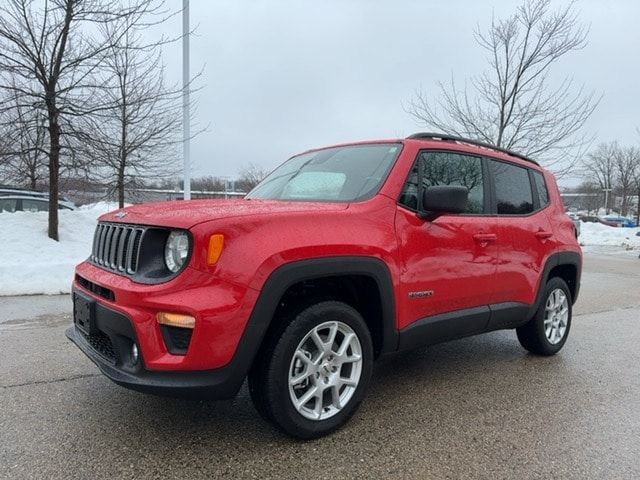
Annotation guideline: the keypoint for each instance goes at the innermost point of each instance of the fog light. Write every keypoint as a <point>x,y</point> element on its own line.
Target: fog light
<point>176,320</point>
<point>134,353</point>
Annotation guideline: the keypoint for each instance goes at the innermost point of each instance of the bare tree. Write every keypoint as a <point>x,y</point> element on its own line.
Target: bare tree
<point>513,105</point>
<point>627,164</point>
<point>600,167</point>
<point>23,156</point>
<point>49,55</point>
<point>135,138</point>
<point>249,176</point>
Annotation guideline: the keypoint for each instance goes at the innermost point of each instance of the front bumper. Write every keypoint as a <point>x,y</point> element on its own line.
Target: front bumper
<point>112,356</point>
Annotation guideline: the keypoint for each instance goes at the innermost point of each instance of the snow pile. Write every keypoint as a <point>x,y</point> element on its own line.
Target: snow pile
<point>617,239</point>
<point>31,263</point>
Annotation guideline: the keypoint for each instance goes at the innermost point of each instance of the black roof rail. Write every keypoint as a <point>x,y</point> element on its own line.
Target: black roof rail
<point>453,138</point>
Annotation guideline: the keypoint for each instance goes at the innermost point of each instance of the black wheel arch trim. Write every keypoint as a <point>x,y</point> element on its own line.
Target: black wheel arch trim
<point>287,275</point>
<point>558,259</point>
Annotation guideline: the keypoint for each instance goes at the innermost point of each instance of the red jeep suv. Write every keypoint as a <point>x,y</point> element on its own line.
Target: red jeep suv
<point>341,255</point>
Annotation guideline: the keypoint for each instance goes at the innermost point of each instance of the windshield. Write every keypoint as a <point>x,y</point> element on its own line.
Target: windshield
<point>340,174</point>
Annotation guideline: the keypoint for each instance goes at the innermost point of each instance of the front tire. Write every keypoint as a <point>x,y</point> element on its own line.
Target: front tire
<point>311,378</point>
<point>547,332</point>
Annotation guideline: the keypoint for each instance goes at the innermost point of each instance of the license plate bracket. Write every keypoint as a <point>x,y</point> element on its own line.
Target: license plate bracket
<point>84,314</point>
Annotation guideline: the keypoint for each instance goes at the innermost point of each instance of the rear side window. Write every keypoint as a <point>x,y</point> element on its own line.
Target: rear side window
<point>513,188</point>
<point>541,188</point>
<point>447,168</point>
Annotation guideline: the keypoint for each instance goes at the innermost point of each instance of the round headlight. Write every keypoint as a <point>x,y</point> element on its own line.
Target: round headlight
<point>176,250</point>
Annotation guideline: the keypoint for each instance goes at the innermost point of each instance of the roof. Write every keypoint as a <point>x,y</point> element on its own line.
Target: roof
<point>452,138</point>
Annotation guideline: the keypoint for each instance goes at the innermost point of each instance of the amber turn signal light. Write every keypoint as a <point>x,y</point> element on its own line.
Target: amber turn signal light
<point>216,242</point>
<point>176,320</point>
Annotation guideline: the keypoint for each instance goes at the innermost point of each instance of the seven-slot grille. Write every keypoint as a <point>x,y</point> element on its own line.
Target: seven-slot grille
<point>117,247</point>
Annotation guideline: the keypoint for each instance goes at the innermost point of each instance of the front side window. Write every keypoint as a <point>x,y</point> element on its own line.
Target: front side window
<point>446,168</point>
<point>339,174</point>
<point>513,188</point>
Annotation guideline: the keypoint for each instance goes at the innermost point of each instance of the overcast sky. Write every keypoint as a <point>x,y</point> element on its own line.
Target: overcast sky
<point>280,77</point>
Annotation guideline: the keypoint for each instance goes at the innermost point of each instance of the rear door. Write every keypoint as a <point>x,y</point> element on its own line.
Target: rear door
<point>525,237</point>
<point>448,264</point>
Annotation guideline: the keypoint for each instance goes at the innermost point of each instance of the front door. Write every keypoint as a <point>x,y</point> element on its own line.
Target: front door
<point>448,264</point>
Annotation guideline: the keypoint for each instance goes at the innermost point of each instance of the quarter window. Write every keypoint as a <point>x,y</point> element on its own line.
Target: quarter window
<point>541,188</point>
<point>446,168</point>
<point>513,188</point>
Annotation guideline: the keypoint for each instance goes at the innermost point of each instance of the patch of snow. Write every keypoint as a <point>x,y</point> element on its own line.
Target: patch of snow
<point>599,238</point>
<point>32,263</point>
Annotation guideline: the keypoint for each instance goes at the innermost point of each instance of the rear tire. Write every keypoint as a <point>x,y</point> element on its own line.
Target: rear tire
<point>547,332</point>
<point>314,372</point>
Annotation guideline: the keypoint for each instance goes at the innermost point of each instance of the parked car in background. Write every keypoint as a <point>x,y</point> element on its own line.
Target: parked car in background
<point>618,221</point>
<point>25,203</point>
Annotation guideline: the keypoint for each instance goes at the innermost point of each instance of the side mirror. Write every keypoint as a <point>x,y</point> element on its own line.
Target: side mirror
<point>443,199</point>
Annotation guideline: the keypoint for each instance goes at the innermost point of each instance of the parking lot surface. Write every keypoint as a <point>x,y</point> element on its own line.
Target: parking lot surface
<point>475,408</point>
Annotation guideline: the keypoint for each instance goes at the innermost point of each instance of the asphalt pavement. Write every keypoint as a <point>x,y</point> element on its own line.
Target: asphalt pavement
<point>475,408</point>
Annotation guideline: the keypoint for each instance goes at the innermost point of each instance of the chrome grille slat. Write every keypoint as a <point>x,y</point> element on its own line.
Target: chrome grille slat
<point>113,248</point>
<point>122,243</point>
<point>103,231</point>
<point>116,247</point>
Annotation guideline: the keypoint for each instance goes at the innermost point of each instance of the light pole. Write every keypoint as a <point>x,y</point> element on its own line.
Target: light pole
<point>606,200</point>
<point>186,134</point>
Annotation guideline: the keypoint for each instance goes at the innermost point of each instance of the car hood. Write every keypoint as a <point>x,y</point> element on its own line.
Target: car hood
<point>186,214</point>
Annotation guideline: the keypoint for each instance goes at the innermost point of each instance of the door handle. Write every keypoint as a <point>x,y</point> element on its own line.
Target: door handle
<point>485,237</point>
<point>543,235</point>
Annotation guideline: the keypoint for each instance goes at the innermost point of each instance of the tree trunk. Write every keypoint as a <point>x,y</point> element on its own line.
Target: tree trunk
<point>638,208</point>
<point>54,167</point>
<point>120,186</point>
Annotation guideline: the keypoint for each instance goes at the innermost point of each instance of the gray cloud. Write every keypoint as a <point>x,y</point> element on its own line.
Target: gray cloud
<point>283,76</point>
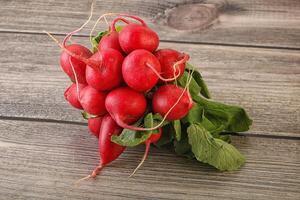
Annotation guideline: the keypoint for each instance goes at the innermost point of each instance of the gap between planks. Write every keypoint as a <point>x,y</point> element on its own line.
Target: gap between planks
<point>168,41</point>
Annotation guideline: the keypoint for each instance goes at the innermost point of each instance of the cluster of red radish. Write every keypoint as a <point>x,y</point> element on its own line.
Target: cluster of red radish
<point>111,84</point>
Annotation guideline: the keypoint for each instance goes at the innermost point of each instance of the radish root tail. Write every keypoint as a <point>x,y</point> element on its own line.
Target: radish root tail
<point>76,79</point>
<point>143,159</point>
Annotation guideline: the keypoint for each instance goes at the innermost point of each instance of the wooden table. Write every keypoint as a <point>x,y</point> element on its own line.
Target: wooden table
<point>248,52</point>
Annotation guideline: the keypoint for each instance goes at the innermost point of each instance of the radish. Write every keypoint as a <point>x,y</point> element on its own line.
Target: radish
<point>136,36</point>
<point>94,125</point>
<point>153,138</point>
<point>140,70</point>
<point>93,101</point>
<point>172,62</point>
<point>71,95</point>
<point>108,150</point>
<point>166,96</point>
<point>79,66</point>
<point>125,105</point>
<point>111,40</point>
<point>109,75</point>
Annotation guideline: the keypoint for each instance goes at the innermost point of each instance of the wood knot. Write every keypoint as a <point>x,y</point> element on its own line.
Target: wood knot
<point>192,16</point>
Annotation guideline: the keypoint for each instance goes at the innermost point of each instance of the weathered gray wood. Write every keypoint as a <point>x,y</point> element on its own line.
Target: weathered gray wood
<point>240,22</point>
<point>266,82</point>
<point>42,160</point>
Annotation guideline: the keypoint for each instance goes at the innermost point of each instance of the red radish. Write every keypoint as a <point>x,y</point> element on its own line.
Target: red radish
<point>111,40</point>
<point>135,36</point>
<point>125,105</point>
<point>94,125</point>
<point>139,69</point>
<point>109,75</point>
<point>76,55</point>
<point>108,150</point>
<point>153,138</point>
<point>79,66</point>
<point>93,101</point>
<point>166,96</point>
<point>71,95</point>
<point>172,62</point>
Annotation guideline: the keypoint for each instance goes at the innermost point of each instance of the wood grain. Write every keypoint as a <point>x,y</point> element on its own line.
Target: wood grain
<point>42,160</point>
<point>266,82</point>
<point>274,23</point>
== == ==
= Task =
Print the rows above from the line with "of the parking" to the line with "<point>120,186</point>", both included, exactly as they appear.

= The reply =
Annotation guideline: the keypoint for each instance goes at the innermost point of each instance of the parking lot surface. Write every keypoint as a <point>x,y</point> element on its own line.
Target: parking lot surface
<point>475,408</point>
Annotation guideline: the keypoint for each instance goes at the innermost point of each instance of the asphalt pavement. Write every keypoint as a <point>x,y</point> element on its own line.
Target: asphalt pavement
<point>475,408</point>
Annotation guideline: the keypoint for each instance goes at the innermost point of each instance of the chrome grille slat. Write every keypoint as a <point>x,y</point> element on its own line.
Target: chrome grille slat
<point>113,248</point>
<point>122,243</point>
<point>103,231</point>
<point>116,247</point>
Annotation guideline: the keypoint for each instance goes at the innermost point of each instance of the light pole. Write every keypoint as a <point>x,y</point> element on its own line.
Target: light pole
<point>606,200</point>
<point>186,134</point>
Annotation guideline: the keypoint for each instance goes at the innermost point of each instance of the car hood. Write every keypoint as a <point>x,y</point> element on its own line.
Target: car hood
<point>186,214</point>
Annotation guideline: the keypoint for each instance goes at the innermost point of each instance of the door handle. Write every keypoint as a <point>x,y</point> element on its own line.
Target: door handle
<point>485,237</point>
<point>543,235</point>
Annotation guideline: the keypoint for each instance goes at the innermost point of each instance of the tree trunk. Write every keypoint as a <point>x,y</point> element on its own line.
Target: tree trunk
<point>638,208</point>
<point>54,167</point>
<point>120,186</point>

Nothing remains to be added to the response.